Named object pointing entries
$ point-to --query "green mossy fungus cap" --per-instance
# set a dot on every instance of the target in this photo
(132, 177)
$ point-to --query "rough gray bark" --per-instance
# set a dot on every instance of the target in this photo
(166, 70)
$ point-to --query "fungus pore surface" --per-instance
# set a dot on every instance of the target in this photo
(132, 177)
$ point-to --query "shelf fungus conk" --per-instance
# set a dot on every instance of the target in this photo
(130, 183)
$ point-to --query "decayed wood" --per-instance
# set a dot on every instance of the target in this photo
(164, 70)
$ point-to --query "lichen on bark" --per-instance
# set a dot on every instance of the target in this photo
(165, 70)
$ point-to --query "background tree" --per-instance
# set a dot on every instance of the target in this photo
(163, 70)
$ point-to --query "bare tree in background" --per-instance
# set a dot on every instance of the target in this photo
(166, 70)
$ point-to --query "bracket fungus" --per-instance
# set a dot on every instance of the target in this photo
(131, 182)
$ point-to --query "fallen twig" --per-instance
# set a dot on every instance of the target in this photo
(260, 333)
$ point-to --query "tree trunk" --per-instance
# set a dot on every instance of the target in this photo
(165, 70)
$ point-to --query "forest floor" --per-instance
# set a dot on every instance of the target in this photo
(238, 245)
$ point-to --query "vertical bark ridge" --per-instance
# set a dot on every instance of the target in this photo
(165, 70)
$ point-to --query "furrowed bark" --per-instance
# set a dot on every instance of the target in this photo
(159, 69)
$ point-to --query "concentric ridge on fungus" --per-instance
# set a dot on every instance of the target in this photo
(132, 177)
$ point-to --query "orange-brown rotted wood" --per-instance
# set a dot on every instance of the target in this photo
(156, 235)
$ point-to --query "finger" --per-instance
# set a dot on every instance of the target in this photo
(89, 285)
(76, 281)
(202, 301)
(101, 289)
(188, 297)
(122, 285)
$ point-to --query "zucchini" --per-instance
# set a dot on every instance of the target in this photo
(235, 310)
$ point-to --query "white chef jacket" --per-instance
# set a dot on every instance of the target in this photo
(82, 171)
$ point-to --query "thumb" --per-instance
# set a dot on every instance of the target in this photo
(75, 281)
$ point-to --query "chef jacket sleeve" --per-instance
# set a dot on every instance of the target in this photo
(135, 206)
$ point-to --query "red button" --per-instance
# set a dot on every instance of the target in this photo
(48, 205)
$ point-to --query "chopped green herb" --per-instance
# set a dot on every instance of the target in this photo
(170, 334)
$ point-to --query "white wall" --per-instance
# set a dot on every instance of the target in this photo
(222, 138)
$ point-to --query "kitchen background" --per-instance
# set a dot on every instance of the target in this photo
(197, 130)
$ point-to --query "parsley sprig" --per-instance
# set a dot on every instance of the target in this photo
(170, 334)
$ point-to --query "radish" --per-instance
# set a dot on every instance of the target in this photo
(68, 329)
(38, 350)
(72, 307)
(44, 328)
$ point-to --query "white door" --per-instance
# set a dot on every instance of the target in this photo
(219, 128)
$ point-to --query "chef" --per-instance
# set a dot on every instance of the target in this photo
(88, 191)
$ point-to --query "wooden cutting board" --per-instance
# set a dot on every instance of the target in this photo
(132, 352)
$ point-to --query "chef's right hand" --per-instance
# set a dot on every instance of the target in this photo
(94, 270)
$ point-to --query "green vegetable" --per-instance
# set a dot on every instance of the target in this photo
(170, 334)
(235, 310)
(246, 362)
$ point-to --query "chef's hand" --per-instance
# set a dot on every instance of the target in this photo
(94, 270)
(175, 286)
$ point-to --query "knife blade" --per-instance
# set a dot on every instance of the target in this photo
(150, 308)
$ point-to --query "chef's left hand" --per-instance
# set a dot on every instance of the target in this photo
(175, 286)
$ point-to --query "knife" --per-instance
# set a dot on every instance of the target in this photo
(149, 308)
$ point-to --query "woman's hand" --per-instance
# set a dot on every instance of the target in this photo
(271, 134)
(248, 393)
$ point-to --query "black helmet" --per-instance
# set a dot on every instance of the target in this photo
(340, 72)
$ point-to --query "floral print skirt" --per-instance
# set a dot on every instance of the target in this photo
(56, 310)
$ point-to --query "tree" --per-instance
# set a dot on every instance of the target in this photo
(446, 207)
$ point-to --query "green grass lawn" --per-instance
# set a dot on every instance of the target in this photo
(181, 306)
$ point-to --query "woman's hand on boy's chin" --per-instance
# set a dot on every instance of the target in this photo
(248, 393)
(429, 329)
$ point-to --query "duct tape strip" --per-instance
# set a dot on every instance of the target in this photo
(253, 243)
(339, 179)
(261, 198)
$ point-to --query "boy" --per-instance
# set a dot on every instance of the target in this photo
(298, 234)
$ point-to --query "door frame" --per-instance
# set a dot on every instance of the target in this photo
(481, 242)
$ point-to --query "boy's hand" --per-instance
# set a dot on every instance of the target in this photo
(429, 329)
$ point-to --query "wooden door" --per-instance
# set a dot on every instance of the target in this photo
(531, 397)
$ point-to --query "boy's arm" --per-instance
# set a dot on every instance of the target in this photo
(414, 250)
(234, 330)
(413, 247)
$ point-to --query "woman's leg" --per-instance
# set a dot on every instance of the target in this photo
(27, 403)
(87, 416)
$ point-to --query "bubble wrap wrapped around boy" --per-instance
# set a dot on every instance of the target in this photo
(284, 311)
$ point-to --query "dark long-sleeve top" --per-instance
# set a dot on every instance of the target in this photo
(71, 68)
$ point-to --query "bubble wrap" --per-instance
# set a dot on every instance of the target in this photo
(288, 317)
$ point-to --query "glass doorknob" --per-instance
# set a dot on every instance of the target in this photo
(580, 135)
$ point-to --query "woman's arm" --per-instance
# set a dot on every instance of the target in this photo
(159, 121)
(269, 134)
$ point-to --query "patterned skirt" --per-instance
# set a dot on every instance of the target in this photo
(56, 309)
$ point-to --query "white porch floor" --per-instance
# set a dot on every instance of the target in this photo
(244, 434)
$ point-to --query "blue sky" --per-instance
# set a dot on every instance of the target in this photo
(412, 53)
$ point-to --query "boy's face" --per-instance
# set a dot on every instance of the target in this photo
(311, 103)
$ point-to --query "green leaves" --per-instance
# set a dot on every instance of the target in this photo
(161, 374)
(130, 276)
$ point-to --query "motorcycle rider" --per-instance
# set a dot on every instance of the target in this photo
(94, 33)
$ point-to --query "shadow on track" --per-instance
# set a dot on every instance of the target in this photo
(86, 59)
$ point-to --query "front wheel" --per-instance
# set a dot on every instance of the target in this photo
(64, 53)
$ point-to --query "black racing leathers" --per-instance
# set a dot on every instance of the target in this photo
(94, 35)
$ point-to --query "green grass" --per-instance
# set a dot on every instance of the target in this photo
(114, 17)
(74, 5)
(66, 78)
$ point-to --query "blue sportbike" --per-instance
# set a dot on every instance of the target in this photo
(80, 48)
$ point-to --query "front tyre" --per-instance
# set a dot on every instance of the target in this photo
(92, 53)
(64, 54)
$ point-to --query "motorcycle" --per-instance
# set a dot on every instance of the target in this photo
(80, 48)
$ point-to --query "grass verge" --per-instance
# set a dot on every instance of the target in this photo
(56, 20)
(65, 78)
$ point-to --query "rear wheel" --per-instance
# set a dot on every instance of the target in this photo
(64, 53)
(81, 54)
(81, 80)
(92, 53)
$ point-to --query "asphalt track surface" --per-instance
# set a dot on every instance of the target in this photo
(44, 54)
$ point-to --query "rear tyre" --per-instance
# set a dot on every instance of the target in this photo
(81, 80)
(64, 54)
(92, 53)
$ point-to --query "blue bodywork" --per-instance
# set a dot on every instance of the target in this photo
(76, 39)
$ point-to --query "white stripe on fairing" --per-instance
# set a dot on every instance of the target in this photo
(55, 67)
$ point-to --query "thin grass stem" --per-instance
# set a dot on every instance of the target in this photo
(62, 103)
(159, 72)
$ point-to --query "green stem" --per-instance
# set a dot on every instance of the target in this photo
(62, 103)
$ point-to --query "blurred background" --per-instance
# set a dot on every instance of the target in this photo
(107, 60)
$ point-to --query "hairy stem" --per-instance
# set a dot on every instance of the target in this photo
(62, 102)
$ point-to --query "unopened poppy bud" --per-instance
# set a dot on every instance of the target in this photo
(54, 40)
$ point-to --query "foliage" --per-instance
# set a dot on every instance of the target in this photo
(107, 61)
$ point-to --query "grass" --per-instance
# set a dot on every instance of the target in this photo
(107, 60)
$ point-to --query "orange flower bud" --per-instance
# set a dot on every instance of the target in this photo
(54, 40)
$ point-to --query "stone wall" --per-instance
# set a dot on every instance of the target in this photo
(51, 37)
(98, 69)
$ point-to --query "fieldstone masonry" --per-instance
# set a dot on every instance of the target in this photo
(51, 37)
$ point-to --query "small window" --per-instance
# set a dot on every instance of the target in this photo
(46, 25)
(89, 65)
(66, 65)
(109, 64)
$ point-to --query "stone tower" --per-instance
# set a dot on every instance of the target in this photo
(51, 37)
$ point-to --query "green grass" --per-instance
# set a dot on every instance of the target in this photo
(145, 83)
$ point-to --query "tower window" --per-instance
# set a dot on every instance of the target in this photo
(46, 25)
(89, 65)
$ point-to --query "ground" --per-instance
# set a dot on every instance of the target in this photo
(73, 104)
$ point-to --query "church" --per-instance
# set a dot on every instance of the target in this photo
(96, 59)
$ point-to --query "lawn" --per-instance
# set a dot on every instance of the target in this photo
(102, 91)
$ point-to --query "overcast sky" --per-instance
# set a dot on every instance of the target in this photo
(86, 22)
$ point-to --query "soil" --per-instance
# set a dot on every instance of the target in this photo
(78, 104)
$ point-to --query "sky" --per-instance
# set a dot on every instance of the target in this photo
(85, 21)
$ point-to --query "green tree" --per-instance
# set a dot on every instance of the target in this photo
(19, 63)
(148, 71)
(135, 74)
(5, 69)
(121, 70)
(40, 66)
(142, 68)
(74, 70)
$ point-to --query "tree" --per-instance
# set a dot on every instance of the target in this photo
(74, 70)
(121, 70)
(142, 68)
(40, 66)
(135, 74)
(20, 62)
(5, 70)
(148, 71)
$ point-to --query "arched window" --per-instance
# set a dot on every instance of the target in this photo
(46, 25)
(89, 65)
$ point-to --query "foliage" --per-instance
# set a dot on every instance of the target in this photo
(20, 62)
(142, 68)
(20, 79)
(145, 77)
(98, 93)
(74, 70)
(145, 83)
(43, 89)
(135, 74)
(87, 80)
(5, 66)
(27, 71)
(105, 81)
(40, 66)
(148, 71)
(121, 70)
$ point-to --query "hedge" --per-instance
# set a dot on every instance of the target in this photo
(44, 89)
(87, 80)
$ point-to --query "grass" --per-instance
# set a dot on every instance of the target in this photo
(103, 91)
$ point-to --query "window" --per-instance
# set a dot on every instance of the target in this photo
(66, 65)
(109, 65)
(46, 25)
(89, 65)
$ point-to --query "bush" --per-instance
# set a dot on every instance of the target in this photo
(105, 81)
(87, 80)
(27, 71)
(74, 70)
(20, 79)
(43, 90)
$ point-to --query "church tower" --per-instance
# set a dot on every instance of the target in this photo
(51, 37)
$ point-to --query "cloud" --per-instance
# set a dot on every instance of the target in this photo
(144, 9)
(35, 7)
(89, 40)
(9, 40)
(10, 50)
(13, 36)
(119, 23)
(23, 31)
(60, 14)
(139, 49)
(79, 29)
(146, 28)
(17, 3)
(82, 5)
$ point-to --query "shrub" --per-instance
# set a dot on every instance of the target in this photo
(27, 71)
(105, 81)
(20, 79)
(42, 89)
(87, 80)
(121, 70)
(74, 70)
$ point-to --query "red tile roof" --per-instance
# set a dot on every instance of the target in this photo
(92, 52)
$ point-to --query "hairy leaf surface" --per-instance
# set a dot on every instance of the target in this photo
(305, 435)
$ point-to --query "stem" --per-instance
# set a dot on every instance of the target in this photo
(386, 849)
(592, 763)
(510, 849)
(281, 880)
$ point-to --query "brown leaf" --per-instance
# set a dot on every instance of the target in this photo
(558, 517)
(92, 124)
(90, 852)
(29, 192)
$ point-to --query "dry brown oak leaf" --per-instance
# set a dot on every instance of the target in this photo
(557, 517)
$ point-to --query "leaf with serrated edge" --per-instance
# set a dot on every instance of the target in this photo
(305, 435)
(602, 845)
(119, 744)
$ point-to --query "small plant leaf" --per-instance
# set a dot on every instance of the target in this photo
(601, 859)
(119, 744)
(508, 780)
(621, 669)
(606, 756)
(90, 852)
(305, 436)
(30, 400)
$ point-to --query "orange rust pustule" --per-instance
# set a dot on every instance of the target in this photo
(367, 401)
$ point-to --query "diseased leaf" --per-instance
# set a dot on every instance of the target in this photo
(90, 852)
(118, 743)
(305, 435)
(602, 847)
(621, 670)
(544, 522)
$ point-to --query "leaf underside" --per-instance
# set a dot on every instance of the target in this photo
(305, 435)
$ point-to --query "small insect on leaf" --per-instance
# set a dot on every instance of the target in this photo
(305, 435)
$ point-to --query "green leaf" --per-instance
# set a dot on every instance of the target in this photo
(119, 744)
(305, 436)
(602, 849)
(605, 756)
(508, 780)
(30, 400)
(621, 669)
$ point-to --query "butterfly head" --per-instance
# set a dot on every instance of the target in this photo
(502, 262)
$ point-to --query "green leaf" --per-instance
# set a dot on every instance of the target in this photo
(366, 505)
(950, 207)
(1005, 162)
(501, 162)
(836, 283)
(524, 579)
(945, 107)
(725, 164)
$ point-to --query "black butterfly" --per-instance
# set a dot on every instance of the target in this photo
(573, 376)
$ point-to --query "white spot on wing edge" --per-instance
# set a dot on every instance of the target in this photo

**Instructions for the task**: Write out again, unchanged, every line from the line containing "spot on wing" to the final line of the material above.

**Response**:
$ point-to --query "white spot on wing edge" --per-instance
# set a dot on every instance of the target in this photo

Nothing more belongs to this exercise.